Instructions for the task: Pictures should be excluded; otherwise, copy every entry exactly.

-- begin Records shown --

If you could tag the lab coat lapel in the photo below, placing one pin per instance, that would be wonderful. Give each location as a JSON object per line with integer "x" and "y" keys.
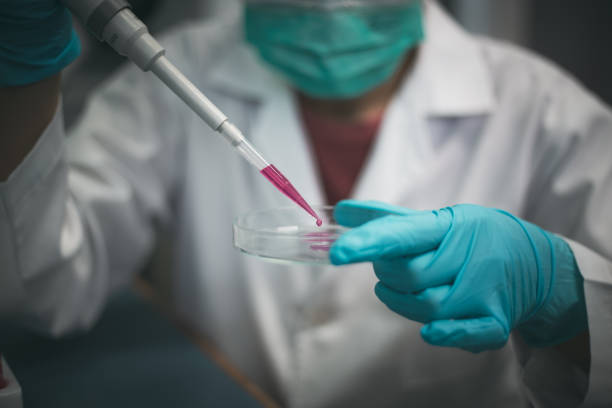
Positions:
{"x": 399, "y": 152}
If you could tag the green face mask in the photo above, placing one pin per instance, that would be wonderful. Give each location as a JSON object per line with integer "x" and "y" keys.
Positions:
{"x": 334, "y": 54}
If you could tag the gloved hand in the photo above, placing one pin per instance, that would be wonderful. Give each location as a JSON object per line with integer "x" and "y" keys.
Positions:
{"x": 471, "y": 273}
{"x": 36, "y": 40}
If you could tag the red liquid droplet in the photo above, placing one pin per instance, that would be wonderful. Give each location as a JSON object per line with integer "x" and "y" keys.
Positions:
{"x": 285, "y": 186}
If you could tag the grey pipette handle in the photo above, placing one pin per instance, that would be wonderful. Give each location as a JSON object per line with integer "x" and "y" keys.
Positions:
{"x": 112, "y": 21}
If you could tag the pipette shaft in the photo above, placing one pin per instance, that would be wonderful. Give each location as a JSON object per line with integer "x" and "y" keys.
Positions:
{"x": 112, "y": 21}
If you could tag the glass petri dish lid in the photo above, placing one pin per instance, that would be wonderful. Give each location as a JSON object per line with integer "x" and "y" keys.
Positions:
{"x": 287, "y": 234}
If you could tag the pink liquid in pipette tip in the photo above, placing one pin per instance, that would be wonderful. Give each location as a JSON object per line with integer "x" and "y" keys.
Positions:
{"x": 281, "y": 182}
{"x": 3, "y": 381}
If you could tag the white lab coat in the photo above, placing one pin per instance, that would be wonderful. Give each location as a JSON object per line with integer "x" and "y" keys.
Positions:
{"x": 476, "y": 122}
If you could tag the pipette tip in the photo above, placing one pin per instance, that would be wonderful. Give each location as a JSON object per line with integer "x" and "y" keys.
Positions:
{"x": 284, "y": 185}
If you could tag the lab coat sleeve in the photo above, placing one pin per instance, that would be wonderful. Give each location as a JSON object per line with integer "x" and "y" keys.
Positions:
{"x": 571, "y": 194}
{"x": 78, "y": 216}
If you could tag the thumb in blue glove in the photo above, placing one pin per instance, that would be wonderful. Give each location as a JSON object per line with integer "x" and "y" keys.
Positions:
{"x": 37, "y": 40}
{"x": 471, "y": 274}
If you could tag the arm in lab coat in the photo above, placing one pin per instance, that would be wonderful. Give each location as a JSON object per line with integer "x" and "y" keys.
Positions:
{"x": 571, "y": 194}
{"x": 78, "y": 215}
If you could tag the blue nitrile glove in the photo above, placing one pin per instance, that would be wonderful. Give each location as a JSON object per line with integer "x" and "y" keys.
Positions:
{"x": 471, "y": 273}
{"x": 36, "y": 40}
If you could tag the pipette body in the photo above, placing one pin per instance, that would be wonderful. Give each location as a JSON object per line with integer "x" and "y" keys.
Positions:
{"x": 113, "y": 21}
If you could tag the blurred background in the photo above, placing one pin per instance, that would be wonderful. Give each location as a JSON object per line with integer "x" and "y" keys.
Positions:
{"x": 574, "y": 34}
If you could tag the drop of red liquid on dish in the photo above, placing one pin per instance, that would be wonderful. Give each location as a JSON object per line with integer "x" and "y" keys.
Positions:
{"x": 280, "y": 181}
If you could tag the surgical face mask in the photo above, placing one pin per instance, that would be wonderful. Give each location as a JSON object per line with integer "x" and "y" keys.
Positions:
{"x": 334, "y": 52}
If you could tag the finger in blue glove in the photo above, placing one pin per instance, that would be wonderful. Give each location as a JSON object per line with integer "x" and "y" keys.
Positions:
{"x": 472, "y": 274}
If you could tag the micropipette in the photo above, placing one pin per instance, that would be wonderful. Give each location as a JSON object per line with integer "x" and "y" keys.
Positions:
{"x": 113, "y": 21}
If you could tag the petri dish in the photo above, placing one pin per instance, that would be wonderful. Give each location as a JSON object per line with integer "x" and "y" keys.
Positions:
{"x": 287, "y": 234}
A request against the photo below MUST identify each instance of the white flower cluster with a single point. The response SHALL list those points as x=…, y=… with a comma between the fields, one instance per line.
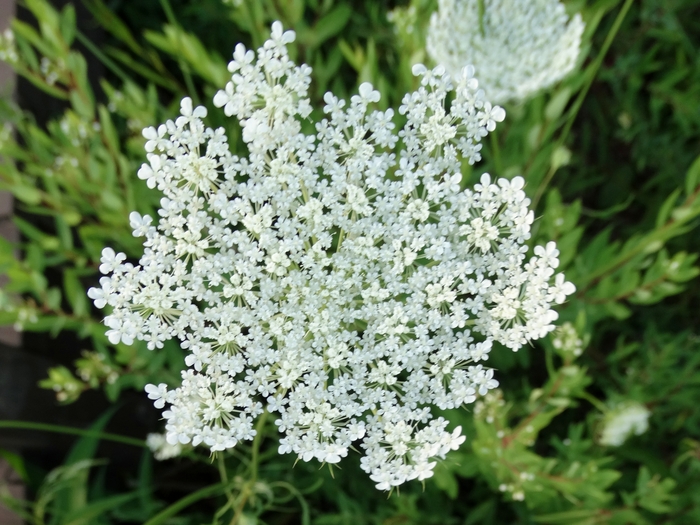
x=624, y=421
x=342, y=279
x=160, y=447
x=518, y=47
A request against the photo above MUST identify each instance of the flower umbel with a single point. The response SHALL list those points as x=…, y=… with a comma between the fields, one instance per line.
x=343, y=280
x=518, y=47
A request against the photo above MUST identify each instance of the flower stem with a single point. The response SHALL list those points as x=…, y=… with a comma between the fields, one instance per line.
x=592, y=73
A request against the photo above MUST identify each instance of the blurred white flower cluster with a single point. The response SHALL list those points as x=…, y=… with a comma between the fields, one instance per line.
x=630, y=418
x=343, y=279
x=161, y=448
x=518, y=47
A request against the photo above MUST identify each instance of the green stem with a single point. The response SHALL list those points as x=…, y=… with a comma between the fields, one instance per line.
x=593, y=71
x=259, y=436
x=108, y=62
x=249, y=488
x=46, y=427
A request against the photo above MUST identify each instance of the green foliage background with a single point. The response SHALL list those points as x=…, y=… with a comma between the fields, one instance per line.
x=611, y=161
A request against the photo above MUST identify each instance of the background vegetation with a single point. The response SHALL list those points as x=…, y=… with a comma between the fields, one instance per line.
x=611, y=161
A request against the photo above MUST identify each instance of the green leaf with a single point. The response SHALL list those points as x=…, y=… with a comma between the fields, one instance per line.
x=206, y=492
x=692, y=177
x=87, y=514
x=75, y=293
x=67, y=24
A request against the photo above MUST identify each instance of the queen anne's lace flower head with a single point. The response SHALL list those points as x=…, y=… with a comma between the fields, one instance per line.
x=518, y=47
x=343, y=279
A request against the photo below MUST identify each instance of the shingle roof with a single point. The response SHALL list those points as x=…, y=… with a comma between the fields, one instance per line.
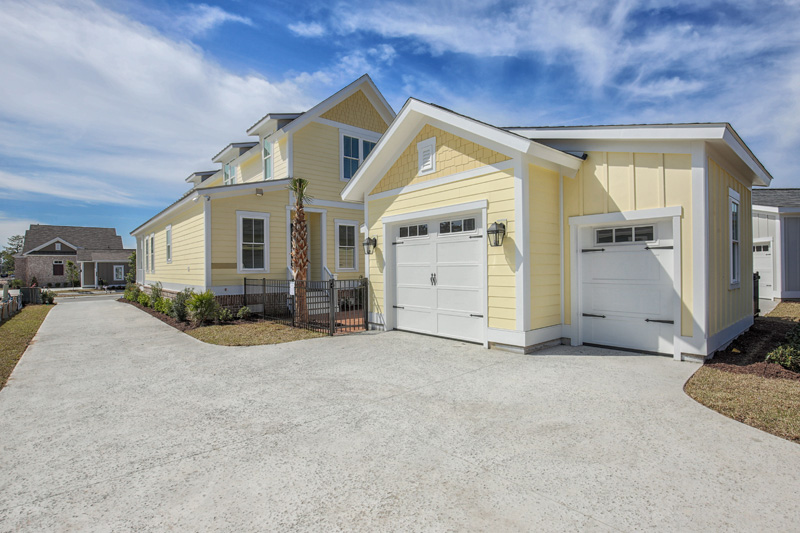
x=777, y=197
x=88, y=238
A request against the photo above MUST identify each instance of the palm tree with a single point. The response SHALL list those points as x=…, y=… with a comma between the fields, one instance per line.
x=299, y=187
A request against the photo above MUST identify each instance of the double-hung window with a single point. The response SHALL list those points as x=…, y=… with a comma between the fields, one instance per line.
x=169, y=244
x=735, y=229
x=228, y=174
x=355, y=148
x=346, y=246
x=267, y=154
x=253, y=245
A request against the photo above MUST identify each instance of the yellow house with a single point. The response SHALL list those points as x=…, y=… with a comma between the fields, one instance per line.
x=235, y=221
x=636, y=237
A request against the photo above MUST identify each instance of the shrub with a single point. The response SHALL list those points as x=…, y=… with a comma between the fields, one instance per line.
x=224, y=314
x=179, y=311
x=202, y=307
x=163, y=305
x=144, y=299
x=786, y=355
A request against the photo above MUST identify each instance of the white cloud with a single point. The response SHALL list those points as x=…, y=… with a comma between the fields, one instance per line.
x=202, y=18
x=311, y=29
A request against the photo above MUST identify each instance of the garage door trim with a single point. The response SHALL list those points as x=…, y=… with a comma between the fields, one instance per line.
x=579, y=223
x=479, y=208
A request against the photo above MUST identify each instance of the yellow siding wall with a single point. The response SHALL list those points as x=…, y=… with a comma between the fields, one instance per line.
x=498, y=189
x=356, y=110
x=545, y=246
x=188, y=249
x=728, y=306
x=453, y=154
x=622, y=181
x=224, y=237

-- end Records shown --

The output:
If you could tag the lab coat lapel in the photo below, placing one pin per instance, that would be wonderful. Give each location as a JSON object per line with integer "x" and "y" keys.
Positions:
{"x": 399, "y": 152}
If you could tag the green face mask in the photo above, placing one pin per instance, that would be wonderful. Give each location as a JSON object per line with integer "x" and "y" keys.
Positions:
{"x": 334, "y": 54}
If you could tag the gloved hand in the photo above, placing one pin per instance, that would be wonderful. Give each location as a JSON object per line with integer "x" and "y" keys.
Positions:
{"x": 471, "y": 273}
{"x": 36, "y": 40}
If you could tag the red liquid droplet in the photo above, placing one pin per instance, that would be wonderful. Give each location as a JSON object per line with integer "x" and "y" keys.
Positions:
{"x": 285, "y": 186}
If you could tag the grey pipette handle in the photo above, placing one pin per instance, that would be wonderful. Give each location as a JSON object per line with integer "x" and "y" keys.
Positions:
{"x": 112, "y": 21}
If you could tag the pipette shaft in the photo above, placing one pin per instance, that would be wonderful. Give each location as a JSON object per line with integer "x" and "y" keys.
Positions:
{"x": 112, "y": 21}
If you could tag the glass petri dish lid in the photo above, placing one pin per instance, that would be wonderful. Give each location as a JSON object per line with integer "x" and "y" keys.
Positions:
{"x": 287, "y": 234}
If you could tag the pink liquid in pipette tip in the photo above, placing one pin per instance, that would be wonderful. Give each location as a JSON object per line with integer "x" and "y" keys.
Positions:
{"x": 281, "y": 182}
{"x": 3, "y": 381}
If you could tag the white lab coat in the photo above, placing one pin per instance, that would be wonderful. Give each location as a JSON object per line with integer "x" and "y" keys.
Positions:
{"x": 476, "y": 122}
If you could tag the pipette tip in the photo above, placing one pin per instance, that would be wonderful. Give each location as a JSON object per line with integer "x" and "y" keys.
Positions:
{"x": 284, "y": 185}
If you could tag the lab coat sleeve in the photo above, placing one pin per instance, that would be wonderful. Give each location as a JSON object per line with integer "x" and "y" keys.
Positions:
{"x": 571, "y": 194}
{"x": 78, "y": 216}
If you could tag the thumb in blue glove in the photo above, placing one pin per instance, that would be wonderful. Give each location as a JSON object per line with integer "x" and "y" keys.
Positions:
{"x": 37, "y": 40}
{"x": 471, "y": 274}
If you could tag the arm in lab coat in the photo above, placing one pin per instance, that would be wonderful. Give each location as a JSON object per line with integer "x" and "y" keys.
Positions:
{"x": 571, "y": 194}
{"x": 78, "y": 215}
If you could tag the blue nitrile glove in the photo above, placing one pin per instance, that would be wonderful. Give each location as a JSON object per line with integer "x" and "y" keys.
Positions:
{"x": 471, "y": 273}
{"x": 36, "y": 40}
If you could tag the pipette body in the photo above, placing one pin per instance, that would be wonderful. Give each location as a JSON object per line with integer "x" and "y" keys.
Positions:
{"x": 113, "y": 21}
If you could tag the blurred background in the photo above, placing one pin per instance, that would be wonderful. Give each location as a JSON object per line with integer "x" and "y" keys.
Positions:
{"x": 574, "y": 34}
If you could tag the drop of red liquid on dish in the photo above, placing one pin per instance, that would be wonderful. Give each location as a JSON object per line with integer "x" and "y" keys.
Positions:
{"x": 280, "y": 181}
If you could tag the surgical face mask in the photo above, placing one pin per instance, that would be wonderful. Give each location as a JSON object per line with integer "x" and "y" keys.
Positions:
{"x": 334, "y": 52}
If you could tag the finger in blue glove in the photo above, placing one pin per instance, that would be wonderful. Give each location as a JSON object per line with integer "x" and "y" keys.
Positions:
{"x": 472, "y": 274}
If you could tag the micropipette in the photo above, placing one pin per instance, that would be wonderful. Give each location as a JSON object per line with integer "x" and "y" keys.
Positions:
{"x": 113, "y": 21}
If you could tag the petri dish in the photo above, placing one pin per instance, that would be wonderful. Give each location as a JSON object per line with integer "x" and "y" keys.
Positions:
{"x": 287, "y": 234}
A request against the photo below MUST identify each instance of the white flower cluster with a single point. The response SHALL list those points as x=…, y=… with a comma between the fields, one instance per line.
x=624, y=421
x=342, y=279
x=160, y=447
x=518, y=47
A request against the photo above MUST identify each instance of the flower umbel with a single point. The response SHALL list those points as x=…, y=… with a comma between the fields, one instance per line.
x=343, y=280
x=518, y=47
A request against the photo above MUST identify each instance of the flower stem with a single point. The response SHALL list those points as x=…, y=… with a comma between the fields, one instance per line.
x=592, y=73
A request against the photo above MUST identify each instance of the blurred white flower cluster with a single point. The response SHALL list those points as x=…, y=… with a comma between the fields, one instance per line.
x=630, y=418
x=343, y=279
x=161, y=448
x=518, y=47
A request against the photo above MUST identify each instance of the green stem with a single point. The response SHALL list those points as x=…, y=… with a comma between the fields, one instance per line.
x=593, y=71
x=259, y=436
x=108, y=62
x=249, y=488
x=46, y=427
A request against the photo above MUST identify each instance of the green foliage background with a single point. The response SHALL list those points as x=…, y=… with a comma between the fields, one instance per line.
x=611, y=161
A request against the photo above MUST identify each instance of the background vegetation with a single point. The response SHALL list those points as x=…, y=… with a comma between the fields, one instance per line.
x=611, y=161
A request against the photo above MUST identify each instance of the green leaf with a single point. The response SHALL list those points as x=…, y=… with a comma between the fields, one instance per line.
x=206, y=492
x=692, y=177
x=87, y=514
x=75, y=293
x=67, y=24
A request against the photo above MUST identify each instance of the queen anne's lace flower head with a single point. The response SHALL list those points as x=…, y=… with a comma between the fields, one instance per line.
x=518, y=47
x=343, y=279
A request against the photo below MUST identify each instance of the shingle roof with a single point. The response SHALL list those points as x=…, y=… with a comma between the fields, one instance per line.
x=777, y=197
x=88, y=238
A request against the photo above MUST identify each instance of the palm tree with a single point. The response SHALL list those points as x=…, y=… with a comma between the fields, one instance per line.
x=299, y=187
A request against the photo above MUST identify each instance of the double-hung window with a single point. The response SHALL list those points as x=…, y=… with a comma between the fields, one instance per line.
x=169, y=244
x=735, y=229
x=228, y=174
x=355, y=148
x=346, y=246
x=267, y=154
x=253, y=245
A request against the photo above MUST identify each instance of the yellow house with a single point. The response SHALL list those points as x=…, y=… with a comma between the fields, one instance per line.
x=235, y=221
x=636, y=237
A request against the photo above MUST identify each instance of the shrub with a single point. The response SHALL list those points as x=…, y=… with a comma between the fields, one instance per line.
x=224, y=314
x=179, y=311
x=202, y=307
x=163, y=305
x=144, y=299
x=786, y=355
A request against the photo above MUST identify each instance of the white cloud with a single point. The response SHALL list those points as x=…, y=… with a comma between the fields, one instance per line.
x=202, y=18
x=311, y=29
A request against the photo above MUST identify each instance of the garage door trim with a single point. The response SHALL list those points as x=…, y=… with a comma between the fields, one instance per line.
x=579, y=223
x=479, y=208
A request against the photo above MUST identify each instance of the yellow siding wall with a single point. The response SHALL list those points as x=…, y=… with a comma between the fields, one instance per line.
x=498, y=189
x=356, y=110
x=545, y=246
x=188, y=249
x=728, y=306
x=453, y=154
x=622, y=181
x=224, y=237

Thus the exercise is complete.